Could you reproduce every line of each of the entries below, unchanged and in the same order?
***
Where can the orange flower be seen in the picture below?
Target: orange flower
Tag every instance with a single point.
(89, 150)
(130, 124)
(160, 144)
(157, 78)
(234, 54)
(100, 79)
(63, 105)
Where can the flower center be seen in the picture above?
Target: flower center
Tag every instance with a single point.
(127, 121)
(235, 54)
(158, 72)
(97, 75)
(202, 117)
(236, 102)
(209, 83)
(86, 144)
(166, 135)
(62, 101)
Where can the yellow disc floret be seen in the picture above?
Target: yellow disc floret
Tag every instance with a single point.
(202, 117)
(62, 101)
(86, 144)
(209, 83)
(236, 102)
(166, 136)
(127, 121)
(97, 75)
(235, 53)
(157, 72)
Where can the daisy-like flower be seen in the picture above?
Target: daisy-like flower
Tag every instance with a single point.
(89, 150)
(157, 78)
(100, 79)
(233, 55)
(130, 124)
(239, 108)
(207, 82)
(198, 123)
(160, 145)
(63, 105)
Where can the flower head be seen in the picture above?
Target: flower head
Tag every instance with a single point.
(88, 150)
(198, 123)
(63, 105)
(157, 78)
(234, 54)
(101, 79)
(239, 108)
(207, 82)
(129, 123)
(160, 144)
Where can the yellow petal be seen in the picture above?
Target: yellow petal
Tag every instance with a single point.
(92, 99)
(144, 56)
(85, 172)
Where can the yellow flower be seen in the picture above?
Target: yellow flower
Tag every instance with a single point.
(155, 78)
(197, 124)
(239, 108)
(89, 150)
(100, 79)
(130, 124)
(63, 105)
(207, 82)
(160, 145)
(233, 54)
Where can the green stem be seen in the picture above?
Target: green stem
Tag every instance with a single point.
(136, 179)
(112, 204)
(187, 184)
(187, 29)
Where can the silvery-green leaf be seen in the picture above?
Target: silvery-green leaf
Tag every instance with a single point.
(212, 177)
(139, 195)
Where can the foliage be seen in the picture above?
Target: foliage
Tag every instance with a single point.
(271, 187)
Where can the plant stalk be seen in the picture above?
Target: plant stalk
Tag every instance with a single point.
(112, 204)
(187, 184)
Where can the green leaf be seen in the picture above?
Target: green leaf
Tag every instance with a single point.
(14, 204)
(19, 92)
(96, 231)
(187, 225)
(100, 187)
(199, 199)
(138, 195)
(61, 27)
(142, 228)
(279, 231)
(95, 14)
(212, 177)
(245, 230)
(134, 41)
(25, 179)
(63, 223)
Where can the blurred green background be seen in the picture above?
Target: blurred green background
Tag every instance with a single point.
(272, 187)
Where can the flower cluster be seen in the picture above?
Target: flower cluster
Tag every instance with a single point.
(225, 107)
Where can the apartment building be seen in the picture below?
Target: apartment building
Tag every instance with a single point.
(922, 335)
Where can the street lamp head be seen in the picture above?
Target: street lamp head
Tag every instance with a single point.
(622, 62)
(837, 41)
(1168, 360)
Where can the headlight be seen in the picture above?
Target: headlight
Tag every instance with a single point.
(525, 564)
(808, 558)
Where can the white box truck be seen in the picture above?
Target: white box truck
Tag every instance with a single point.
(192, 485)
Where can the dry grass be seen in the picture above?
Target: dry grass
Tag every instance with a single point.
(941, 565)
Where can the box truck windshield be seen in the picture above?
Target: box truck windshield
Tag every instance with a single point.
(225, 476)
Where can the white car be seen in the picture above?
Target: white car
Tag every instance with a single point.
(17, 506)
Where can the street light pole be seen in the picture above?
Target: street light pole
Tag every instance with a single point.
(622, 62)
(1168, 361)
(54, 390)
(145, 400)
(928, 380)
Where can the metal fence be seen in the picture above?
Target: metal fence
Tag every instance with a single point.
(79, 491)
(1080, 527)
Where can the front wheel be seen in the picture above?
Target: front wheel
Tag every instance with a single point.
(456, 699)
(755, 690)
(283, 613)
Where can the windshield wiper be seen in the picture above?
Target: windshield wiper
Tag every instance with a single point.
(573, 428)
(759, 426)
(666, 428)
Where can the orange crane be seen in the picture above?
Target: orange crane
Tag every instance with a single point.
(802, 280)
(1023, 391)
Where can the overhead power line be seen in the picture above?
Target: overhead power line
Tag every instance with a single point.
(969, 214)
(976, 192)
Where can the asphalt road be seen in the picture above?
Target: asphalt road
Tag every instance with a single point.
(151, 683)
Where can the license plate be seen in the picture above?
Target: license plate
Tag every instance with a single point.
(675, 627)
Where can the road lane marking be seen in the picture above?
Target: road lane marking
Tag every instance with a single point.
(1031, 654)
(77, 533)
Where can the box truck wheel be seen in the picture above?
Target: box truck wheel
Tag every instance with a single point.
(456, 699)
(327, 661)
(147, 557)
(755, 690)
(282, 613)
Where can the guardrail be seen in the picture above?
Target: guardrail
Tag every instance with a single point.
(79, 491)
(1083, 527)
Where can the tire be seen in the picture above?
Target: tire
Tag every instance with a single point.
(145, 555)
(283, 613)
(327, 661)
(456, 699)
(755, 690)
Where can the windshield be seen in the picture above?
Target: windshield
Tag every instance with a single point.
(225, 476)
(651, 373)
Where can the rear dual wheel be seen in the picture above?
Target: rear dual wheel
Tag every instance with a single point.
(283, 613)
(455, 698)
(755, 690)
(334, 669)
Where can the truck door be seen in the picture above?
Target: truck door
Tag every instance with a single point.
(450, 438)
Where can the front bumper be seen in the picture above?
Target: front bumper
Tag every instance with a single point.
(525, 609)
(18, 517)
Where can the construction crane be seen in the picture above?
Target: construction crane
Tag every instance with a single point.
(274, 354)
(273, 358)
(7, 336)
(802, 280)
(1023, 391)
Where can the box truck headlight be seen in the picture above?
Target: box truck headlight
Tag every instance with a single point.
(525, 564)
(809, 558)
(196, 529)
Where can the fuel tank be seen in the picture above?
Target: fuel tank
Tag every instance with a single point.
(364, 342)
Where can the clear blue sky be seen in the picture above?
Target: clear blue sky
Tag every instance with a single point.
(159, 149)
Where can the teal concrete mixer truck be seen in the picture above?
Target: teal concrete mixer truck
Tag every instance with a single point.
***
• _COMPLETED TASK_
Where can the orange flower be seen in the picture below?
Target: orange flower
Tag every instance with a single point.
(89, 150)
(130, 124)
(160, 144)
(157, 78)
(234, 54)
(100, 79)
(63, 105)
Where can the flower center be seen in the picture above?
Target: flower center
Tag every instance with a single point.
(127, 121)
(235, 54)
(158, 72)
(97, 75)
(202, 117)
(236, 102)
(209, 83)
(86, 144)
(166, 135)
(62, 101)
Where can the yellow disc floret be seen in the picture above?
Target: yellow disc floret
Tag every instance with a single point.
(202, 117)
(62, 101)
(86, 144)
(209, 83)
(236, 102)
(166, 136)
(127, 121)
(97, 75)
(235, 53)
(157, 72)
Where can the daisy-like flower be seen in the picture above?
Target: daisy-like flower
Tag every instance with a single point.
(89, 150)
(157, 78)
(100, 79)
(233, 55)
(130, 124)
(239, 108)
(207, 82)
(198, 123)
(160, 145)
(63, 105)
Where can the flower head be seen in the picture above?
Target: flower head
Tag every instance with a single point.
(88, 150)
(198, 123)
(63, 105)
(157, 78)
(234, 54)
(101, 79)
(239, 108)
(207, 82)
(129, 123)
(160, 144)
Where can the yellow petal be seen in the picture above?
Target: yellow petal
Tag every instance with a single point.
(92, 99)
(144, 56)
(85, 172)
Where can the yellow flower be seen in the picture above?
Target: yellow flower
Tag every instance with a single point.
(155, 78)
(197, 124)
(239, 108)
(89, 150)
(100, 79)
(130, 124)
(63, 105)
(207, 82)
(160, 145)
(233, 54)
Where can the green stem be seen in the picture above?
Target: green stem
Tag every instance with a single point.
(136, 179)
(112, 204)
(187, 184)
(187, 29)
Where can the silvery-green leaf be seen in the picture above?
Target: silvery-green leaf
Tag every instance with a single point.
(212, 177)
(139, 195)
Where can the foliage be seen in the picture above?
Target: foliage
Tag every instance with a single point.
(271, 187)
Where can the plant stalk be seen in the picture above?
Target: plant stalk
Tag every instance with a single point.
(112, 204)
(187, 184)
Where can the green leaf be seen in the picture above?
Target: green leaf
Tag every instance with a single point.
(14, 204)
(19, 92)
(96, 231)
(187, 225)
(100, 187)
(199, 199)
(138, 195)
(61, 27)
(142, 228)
(279, 231)
(95, 14)
(212, 177)
(245, 230)
(134, 41)
(25, 179)
(63, 223)
Where can the blurred green background be seen in the picture above?
Target: blurred green background
Tag every instance with a single point.
(272, 187)
Where can the flower cluster be seen in the picture above?
Target: flower cluster
Tag every instance with a single point.
(225, 107)
Where can the apartment building be seen in the picture below?
Target: apartment building
Tag every instance with a single point.
(922, 335)
Where can the street lamp head be seen in the picture above?
Target: street lamp head
Tag every instance with a single point.
(622, 62)
(837, 41)
(1168, 360)
Where can the headlight be seen in the picture above?
Target: headlight
Tag every instance with a single point.
(525, 564)
(808, 558)
Where can the white box truck be seen in the picture above?
Target: white box truck
Tag every instance with a single point.
(192, 485)
Where can the dry grass be seen in the picture above?
Target: dry grass
Tag every instance with a single point.
(941, 565)
Where can the box truck windshield be seen in the picture above?
Target: box truck windshield
Tag every instance with a single point.
(225, 476)
Where can the white car be seen in the picture above?
Target: white car
Tag every instance with a single point.
(17, 506)
Where can the street light pole be seen in the picture above?
Target: street light pole
Tag every instance with a single point.
(622, 62)
(1168, 361)
(54, 390)
(145, 400)
(928, 380)
Where can the metal fence be seen in the picture above?
Target: metal fence
Tag every instance with a single point.
(79, 491)
(1080, 527)
Where can the front wheel be seen in the picture above?
Target: front wheel
Tag every instance with a single point.
(456, 699)
(755, 690)
(283, 613)
Where can the windshield wiper be seen in the picture above?
Target: windshield wiper
Tag every instance with a single point.
(573, 428)
(759, 426)
(666, 428)
Where can the orange crane be seen in the picture above?
Target: orange crane
Tag every instance with a single point.
(802, 280)
(1023, 391)
Where can the overhead power line be seen in the picture above?
Target: overhead power line
Tag every instance with a single point.
(969, 214)
(976, 192)
Where can the asphalt road be seen in the picture above?
Target: asphalt road
Tag every instance with a single point.
(151, 683)
Where can the license plate be seen in the picture above?
Target: license plate
Tag every instance with a single point.
(675, 627)
Where can the road lane marking be seen in the picture above?
Target: road lane marking
Tag every instance with a single point.
(1031, 654)
(77, 533)
Where can the box truck wheel be seen in the picture above?
Target: box truck wheel
Tag every instance with a single point.
(456, 699)
(327, 661)
(147, 557)
(755, 690)
(282, 613)
Where can the guardrail be seen in the picture above?
Target: guardrail
Tag every instance with a single point.
(79, 491)
(1083, 527)
Where can the tire be seen in the picture above?
Target: tire
Tag every instance with a single point.
(145, 555)
(283, 613)
(327, 661)
(456, 699)
(755, 690)
Where can the windshield be seen in the picture above?
Target: windshield
Tag every instance with a single point.
(225, 476)
(651, 373)
Where can the rear dual wheel be seen in the picture above?
Target: rear dual wheel
Tag every instance with a single point.
(283, 613)
(455, 698)
(755, 690)
(334, 669)
Where can the truck door be seen in the picture above?
Target: truck door
Tag every instance with a single point.
(450, 438)
Where can the front bumper be seen in the picture above?
Target: front bumper
Tag every instance with a single point.
(525, 609)
(18, 517)
Where can the construction crane be seen in the picture above?
Target: construction crane
Tag every instance with a single point.
(274, 354)
(273, 358)
(7, 336)
(802, 280)
(1023, 391)
Where can the box truck headlight be seen in the picture above?
Target: box truck headlight
Tag every instance with a single point.
(525, 564)
(809, 558)
(196, 529)
Where can the fuel tank be seen in the picture above?
Target: fuel tank
Tag every instance with a single point.
(364, 342)
Where can the clear blue sky be seen in the picture above?
Target: clear blue sky
Tag every instance with a single point.
(159, 149)
Where can the teal concrete mixer truck be seen in the picture above?
Target: teal concrete mixer truck
Tag every instance with a single point.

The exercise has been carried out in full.